↓
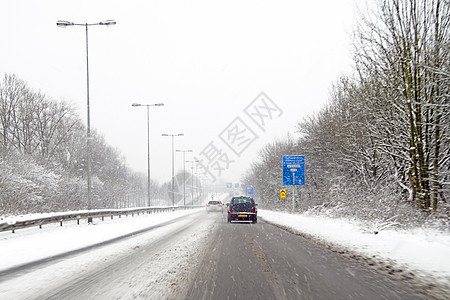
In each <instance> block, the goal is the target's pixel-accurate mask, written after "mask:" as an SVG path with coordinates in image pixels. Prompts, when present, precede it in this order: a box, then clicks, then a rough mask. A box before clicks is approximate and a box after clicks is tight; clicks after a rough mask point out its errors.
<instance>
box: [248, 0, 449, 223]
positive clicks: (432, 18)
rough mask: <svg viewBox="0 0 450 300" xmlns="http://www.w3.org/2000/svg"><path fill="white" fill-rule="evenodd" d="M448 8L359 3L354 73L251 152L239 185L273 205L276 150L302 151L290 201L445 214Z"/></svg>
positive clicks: (448, 158)
mask: <svg viewBox="0 0 450 300" xmlns="http://www.w3.org/2000/svg"><path fill="white" fill-rule="evenodd" d="M449 10H450V3H449V1H445V0H378V1H375V2H374V3H372V4H371V6H368V7H367V8H365V9H360V11H359V13H358V16H357V26H356V29H355V30H354V34H353V49H354V50H353V58H354V70H355V71H354V73H353V74H351V75H347V76H341V78H339V79H338V80H336V82H335V83H334V84H333V87H332V88H331V92H330V97H329V101H328V104H327V105H326V106H325V107H324V108H323V109H322V110H321V111H319V112H318V113H317V114H315V115H314V116H311V117H308V118H305V119H303V120H301V121H299V123H298V125H297V128H296V129H297V132H298V133H299V137H298V138H295V139H294V138H292V137H288V138H287V139H285V140H282V141H276V142H274V143H272V144H269V145H267V146H266V147H264V149H262V150H261V151H260V154H259V158H258V160H257V161H255V162H254V163H253V165H252V167H251V168H250V170H249V171H248V173H247V175H246V176H245V181H246V184H247V185H253V186H255V188H256V190H257V191H258V193H259V197H260V198H261V199H265V200H264V201H266V202H267V204H268V205H269V206H274V207H276V208H280V207H281V206H283V205H285V204H283V202H282V201H281V200H280V199H278V192H279V190H280V189H283V188H285V187H283V186H282V182H280V178H282V176H281V174H282V169H281V160H282V156H283V155H293V154H302V155H305V158H306V180H307V185H306V186H305V188H302V189H298V193H301V194H302V196H301V198H300V199H301V200H300V201H301V202H300V203H299V207H298V209H304V210H307V209H311V208H313V207H314V208H315V209H318V208H319V207H321V208H323V207H325V206H326V207H329V208H330V207H333V210H334V211H335V212H338V211H346V212H347V213H348V212H349V211H351V212H352V213H354V214H355V215H359V216H360V217H369V218H370V217H371V215H373V214H378V216H380V214H385V216H388V215H391V216H392V215H396V214H402V213H405V212H406V211H407V212H408V213H416V214H418V215H423V214H421V212H424V211H426V212H436V213H441V214H444V215H447V217H448V214H449V205H448V198H449V175H450V172H449V171H450V135H449V133H450V131H449V126H450V122H449V112H450V110H449V96H450V93H449V89H450V32H449V31H450V26H449V25H450V24H449V23H450V11H449ZM288 191H289V188H288ZM296 193H297V191H296ZM274 199H275V200H274ZM408 207H414V208H416V211H413V212H411V210H410V209H408ZM328 211H330V209H328Z"/></svg>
↑
What you are asked to do:
Starting with the first line of the rows and going on through the line that contains "positive clicks: (448, 158)", give each line as a Markdown table with columns Number and Line. Skip blank lines and leave the pictures out.

Output for this exercise:
| Number | Line |
|---|---|
| 1 | In each <instance> block, the goal is the target's pixel-accurate mask, written after "mask:" as an SVG path with coordinates in image pixels. Prompts, when present, precede it in this order: a box, then clicks, then a rough mask. A box before clicks is approximate and a box after clicks is tight; clicks after a rough mask point out its errors. |
| 2 | <instance> |
| 3 | box: [248, 0, 449, 223] |
| 4 | positive clicks: (432, 18) |
| 5 | rough mask: <svg viewBox="0 0 450 300" xmlns="http://www.w3.org/2000/svg"><path fill="white" fill-rule="evenodd" d="M448 8L359 3L354 73L251 152L239 185L273 205L276 150L302 151L290 201L445 214Z"/></svg> |
| 6 | positive clicks: (448, 158) |